• _Exercise instructions_:
Please swap every "Tag" in the material below for "Outline" and change nothing else. Leave the pictures out of your answer.

• _Extracted data_:
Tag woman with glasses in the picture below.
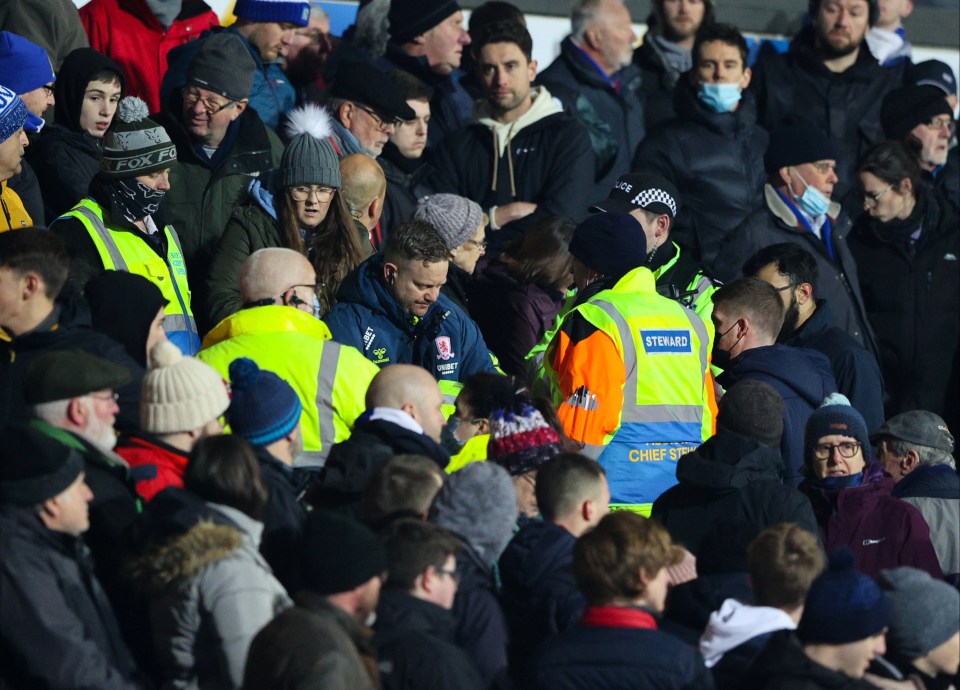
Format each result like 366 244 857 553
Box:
208 105 372 323
799 393 943 579
849 141 960 423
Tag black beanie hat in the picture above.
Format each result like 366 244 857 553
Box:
83 271 167 368
717 379 783 448
763 119 840 175
0 424 83 507
300 510 387 594
797 546 892 644
53 48 125 132
570 211 647 278
880 86 953 141
387 0 460 43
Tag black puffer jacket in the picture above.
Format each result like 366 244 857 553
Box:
631 79 769 264
537 36 644 201
651 427 818 555
850 188 960 418
750 27 903 199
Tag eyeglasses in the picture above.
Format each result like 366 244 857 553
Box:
924 115 953 129
813 441 860 460
433 566 460 582
180 89 237 115
863 185 893 208
290 187 336 203
810 161 837 175
354 103 400 132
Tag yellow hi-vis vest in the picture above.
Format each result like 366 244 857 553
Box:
61 198 200 355
197 305 380 467
548 268 714 515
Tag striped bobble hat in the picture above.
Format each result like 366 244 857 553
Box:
487 402 563 477
100 96 177 179
227 357 303 446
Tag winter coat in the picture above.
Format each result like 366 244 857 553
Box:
323 255 496 381
850 188 960 417
376 42 473 151
632 79 769 268
500 520 587 686
452 543 509 688
373 587 488 690
716 185 876 353
749 27 903 199
254 446 309 592
0 505 146 690
373 142 433 251
893 465 960 578
0 292 144 431
633 33 682 131
738 630 876 690
531 607 713 690
80 0 220 113
161 26 297 131
130 489 292 689
717 345 837 486
537 36 644 200
116 433 188 501
800 463 943 579
155 91 283 333
700 599 797 690
783 299 884 432
651 428 817 555
243 590 380 690
425 87 594 248
467 259 566 377
313 414 450 509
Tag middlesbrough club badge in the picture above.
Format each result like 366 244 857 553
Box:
433 335 454 360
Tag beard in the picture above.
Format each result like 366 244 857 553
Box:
777 295 800 343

• _Answer for this exercise_:
Outline woman with glasses in the picture below.
Format each result like 366 244 857 553
Box:
208 105 372 323
799 393 943 579
849 141 960 423
Outline black beanie hat in the picture above.
Format each result like 366 244 857 553
Box:
83 271 167 368
717 379 783 448
763 119 840 175
0 424 83 507
300 510 387 594
797 546 892 644
53 48 125 132
570 211 647 278
880 86 953 141
387 0 460 43
Outline black puffer jacket in the picture above.
Format each result like 366 244 857 553
Box:
631 79 769 264
537 36 644 201
651 427 818 555
850 188 960 418
750 27 903 199
Outline eyeglasses in the picture above.
Format each result like 366 244 857 553
Box:
924 115 953 129
813 441 860 460
433 566 460 582
180 89 237 115
863 185 893 208
290 187 336 203
810 161 837 175
354 103 400 132
Outline yellow hi-vis vest in the picture above.
Format each result like 366 244 857 553
Box:
61 198 200 355
197 305 380 467
548 268 714 515
Outline striped bobble hat in the picture above.
Format each result like 366 244 857 553
Box:
487 402 563 477
100 96 177 179
227 357 303 446
Outline winter coat in the picture above.
Format each result like 366 244 857 553
Box:
323 255 496 381
850 188 960 417
376 42 473 151
632 79 769 268
500 520 587 686
452 543 509 688
373 587 488 690
716 185 876 353
749 27 903 199
254 446 309 592
0 505 146 690
373 142 433 251
893 465 960 578
0 292 144 431
633 33 682 131
738 630 876 690
531 607 713 690
80 0 220 113
161 26 297 131
130 489 292 689
717 345 837 486
537 36 644 200
116 433 188 501
800 463 943 579
155 91 283 333
700 599 797 690
783 299 884 432
651 428 817 555
243 590 380 690
425 87 594 248
467 259 566 377
313 414 450 509
Outline middlesbrough club badge in the picture above.
Format each result like 366 244 857 553
Box:
433 335 454 360
Outline beard in the picture above.
Format each result like 366 244 857 553
Box:
777 295 800 343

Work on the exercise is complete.